-- DATASET RECORDS start --

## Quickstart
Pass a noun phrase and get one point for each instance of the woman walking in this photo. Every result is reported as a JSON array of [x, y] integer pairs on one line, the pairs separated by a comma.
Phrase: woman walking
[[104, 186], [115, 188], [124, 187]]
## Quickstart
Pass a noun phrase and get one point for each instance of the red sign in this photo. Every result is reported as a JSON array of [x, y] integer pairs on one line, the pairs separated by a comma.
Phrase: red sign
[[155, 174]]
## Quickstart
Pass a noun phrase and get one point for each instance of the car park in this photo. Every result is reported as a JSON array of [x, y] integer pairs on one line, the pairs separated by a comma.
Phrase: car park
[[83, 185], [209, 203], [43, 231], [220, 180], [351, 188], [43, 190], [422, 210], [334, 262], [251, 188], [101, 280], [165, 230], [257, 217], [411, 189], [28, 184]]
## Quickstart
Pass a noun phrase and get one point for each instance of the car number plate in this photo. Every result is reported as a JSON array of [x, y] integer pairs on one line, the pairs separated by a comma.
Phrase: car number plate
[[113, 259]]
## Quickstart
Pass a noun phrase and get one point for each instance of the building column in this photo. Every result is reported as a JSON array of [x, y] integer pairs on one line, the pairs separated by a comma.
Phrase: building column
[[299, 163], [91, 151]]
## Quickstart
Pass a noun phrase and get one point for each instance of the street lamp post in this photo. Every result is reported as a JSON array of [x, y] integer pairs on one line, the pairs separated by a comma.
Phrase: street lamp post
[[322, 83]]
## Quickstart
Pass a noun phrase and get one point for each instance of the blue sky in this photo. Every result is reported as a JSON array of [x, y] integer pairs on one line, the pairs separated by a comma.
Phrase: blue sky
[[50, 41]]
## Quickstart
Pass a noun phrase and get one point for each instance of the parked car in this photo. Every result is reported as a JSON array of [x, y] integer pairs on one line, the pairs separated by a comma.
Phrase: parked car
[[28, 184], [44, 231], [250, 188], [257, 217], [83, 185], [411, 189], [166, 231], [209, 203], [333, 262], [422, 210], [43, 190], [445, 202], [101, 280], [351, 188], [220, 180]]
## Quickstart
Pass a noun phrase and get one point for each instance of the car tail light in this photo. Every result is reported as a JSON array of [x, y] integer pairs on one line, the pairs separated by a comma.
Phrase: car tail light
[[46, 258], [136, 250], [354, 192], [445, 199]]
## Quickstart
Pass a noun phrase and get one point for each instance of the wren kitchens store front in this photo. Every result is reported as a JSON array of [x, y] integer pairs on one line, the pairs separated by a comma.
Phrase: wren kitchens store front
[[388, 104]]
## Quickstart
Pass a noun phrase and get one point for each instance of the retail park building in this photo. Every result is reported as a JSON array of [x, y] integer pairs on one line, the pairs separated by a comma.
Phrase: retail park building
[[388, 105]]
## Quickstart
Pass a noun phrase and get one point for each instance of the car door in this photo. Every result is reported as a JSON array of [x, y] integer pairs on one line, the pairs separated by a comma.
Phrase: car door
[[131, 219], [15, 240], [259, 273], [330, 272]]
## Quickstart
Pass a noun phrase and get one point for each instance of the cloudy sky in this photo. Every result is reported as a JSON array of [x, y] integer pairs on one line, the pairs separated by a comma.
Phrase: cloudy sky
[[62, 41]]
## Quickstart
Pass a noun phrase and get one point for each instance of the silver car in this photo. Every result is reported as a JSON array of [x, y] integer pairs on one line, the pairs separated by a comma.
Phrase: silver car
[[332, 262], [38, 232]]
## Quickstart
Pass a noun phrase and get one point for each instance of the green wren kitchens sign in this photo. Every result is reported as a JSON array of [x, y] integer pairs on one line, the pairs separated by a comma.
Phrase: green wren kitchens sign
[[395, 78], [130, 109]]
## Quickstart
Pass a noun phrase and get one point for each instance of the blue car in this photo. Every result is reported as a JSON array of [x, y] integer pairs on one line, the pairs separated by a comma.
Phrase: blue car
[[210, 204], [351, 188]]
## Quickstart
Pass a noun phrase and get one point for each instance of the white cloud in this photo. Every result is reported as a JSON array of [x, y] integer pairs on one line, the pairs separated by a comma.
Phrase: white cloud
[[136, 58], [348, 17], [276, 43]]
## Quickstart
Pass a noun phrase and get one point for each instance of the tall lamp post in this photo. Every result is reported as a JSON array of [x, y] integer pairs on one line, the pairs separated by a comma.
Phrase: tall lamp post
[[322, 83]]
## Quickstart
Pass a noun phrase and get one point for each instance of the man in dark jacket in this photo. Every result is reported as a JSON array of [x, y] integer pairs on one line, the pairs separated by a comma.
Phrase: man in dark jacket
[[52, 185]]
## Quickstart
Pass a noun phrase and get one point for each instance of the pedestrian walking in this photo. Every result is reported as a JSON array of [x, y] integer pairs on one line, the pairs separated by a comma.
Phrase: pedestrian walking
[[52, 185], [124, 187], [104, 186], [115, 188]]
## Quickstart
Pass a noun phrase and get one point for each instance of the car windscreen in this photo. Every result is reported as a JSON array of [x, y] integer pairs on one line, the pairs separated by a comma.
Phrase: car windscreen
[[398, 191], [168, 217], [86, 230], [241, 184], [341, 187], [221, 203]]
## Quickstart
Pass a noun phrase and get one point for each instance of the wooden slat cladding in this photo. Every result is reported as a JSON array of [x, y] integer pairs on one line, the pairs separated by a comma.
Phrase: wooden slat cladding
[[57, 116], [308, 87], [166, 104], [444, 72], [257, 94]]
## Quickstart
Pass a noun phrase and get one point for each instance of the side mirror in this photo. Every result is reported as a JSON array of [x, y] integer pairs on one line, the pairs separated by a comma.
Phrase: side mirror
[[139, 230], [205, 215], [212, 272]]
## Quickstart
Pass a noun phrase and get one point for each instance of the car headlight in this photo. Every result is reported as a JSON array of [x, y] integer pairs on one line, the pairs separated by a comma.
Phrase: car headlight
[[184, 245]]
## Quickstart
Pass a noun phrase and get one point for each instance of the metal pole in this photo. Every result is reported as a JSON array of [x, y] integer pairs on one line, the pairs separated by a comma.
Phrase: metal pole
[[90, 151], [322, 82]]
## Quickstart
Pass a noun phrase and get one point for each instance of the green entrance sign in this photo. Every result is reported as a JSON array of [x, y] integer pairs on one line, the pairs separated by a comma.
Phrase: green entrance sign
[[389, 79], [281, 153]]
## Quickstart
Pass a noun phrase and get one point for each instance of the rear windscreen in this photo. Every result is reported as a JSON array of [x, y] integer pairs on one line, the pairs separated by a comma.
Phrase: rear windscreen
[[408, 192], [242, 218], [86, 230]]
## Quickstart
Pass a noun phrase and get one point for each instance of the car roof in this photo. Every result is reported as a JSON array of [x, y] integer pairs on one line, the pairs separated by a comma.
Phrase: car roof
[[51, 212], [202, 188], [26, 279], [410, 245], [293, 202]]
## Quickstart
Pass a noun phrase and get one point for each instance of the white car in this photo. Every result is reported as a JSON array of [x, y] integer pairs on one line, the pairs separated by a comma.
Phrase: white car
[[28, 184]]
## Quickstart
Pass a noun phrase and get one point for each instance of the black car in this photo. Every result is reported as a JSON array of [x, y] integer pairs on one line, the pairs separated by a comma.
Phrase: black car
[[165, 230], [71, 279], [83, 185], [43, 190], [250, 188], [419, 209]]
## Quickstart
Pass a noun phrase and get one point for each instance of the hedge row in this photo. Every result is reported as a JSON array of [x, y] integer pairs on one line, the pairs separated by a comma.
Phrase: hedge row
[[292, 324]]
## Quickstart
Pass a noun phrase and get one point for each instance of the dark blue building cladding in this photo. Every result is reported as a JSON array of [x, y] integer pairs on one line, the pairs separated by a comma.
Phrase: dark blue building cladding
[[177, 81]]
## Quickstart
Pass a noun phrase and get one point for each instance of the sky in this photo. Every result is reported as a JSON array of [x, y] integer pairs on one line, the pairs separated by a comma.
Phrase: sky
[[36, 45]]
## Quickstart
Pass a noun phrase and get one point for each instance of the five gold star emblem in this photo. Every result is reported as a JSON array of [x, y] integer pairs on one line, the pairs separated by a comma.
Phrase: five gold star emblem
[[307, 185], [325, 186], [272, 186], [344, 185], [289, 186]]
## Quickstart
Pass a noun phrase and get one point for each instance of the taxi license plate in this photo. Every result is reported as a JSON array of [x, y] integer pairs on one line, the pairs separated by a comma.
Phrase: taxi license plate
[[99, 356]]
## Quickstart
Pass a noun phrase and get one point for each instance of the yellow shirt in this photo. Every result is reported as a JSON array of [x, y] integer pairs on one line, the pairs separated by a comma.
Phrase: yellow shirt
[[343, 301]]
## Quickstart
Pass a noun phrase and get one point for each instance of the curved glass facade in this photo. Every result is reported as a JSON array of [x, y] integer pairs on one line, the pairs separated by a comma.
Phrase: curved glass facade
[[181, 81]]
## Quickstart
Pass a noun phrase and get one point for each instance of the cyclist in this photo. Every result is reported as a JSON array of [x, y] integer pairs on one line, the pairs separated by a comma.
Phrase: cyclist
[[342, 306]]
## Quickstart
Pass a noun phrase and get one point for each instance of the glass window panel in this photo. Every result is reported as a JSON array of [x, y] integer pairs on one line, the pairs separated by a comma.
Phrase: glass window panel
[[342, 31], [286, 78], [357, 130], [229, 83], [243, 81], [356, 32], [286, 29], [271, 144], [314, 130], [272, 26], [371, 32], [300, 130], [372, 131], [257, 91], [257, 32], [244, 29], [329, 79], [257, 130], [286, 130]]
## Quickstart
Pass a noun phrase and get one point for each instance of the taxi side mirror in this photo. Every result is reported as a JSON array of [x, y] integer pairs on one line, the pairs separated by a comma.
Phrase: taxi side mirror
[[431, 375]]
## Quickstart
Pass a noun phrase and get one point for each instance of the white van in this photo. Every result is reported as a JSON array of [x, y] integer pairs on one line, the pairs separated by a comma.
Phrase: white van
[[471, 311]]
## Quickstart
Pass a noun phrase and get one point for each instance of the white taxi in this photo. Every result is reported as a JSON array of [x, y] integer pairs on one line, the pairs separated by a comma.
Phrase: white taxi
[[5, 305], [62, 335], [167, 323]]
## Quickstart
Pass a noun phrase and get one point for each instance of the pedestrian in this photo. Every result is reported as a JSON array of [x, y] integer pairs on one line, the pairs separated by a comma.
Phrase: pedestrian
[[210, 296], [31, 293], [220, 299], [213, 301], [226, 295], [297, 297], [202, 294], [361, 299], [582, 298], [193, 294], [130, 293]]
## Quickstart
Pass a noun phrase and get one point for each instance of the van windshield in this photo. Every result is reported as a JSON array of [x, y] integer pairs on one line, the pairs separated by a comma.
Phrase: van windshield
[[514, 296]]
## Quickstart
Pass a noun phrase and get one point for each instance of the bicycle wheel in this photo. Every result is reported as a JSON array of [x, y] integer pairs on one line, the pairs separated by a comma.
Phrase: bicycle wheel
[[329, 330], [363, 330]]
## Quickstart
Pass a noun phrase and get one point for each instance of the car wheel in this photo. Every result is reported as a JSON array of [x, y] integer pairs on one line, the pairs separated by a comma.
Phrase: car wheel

-- DATASET RECORDS end --

Which lines above contain the word "shirt"? Pick out each one and copy it in full.

-- SOLUTION BELOW --
Pass a noun phrase and get one point for each instance of the yellow shirt in this photo. Every result is reported as a JSON array of [x, y] integer pairs on one line, the pairs separated by a comma.
Phrase: yellow shirt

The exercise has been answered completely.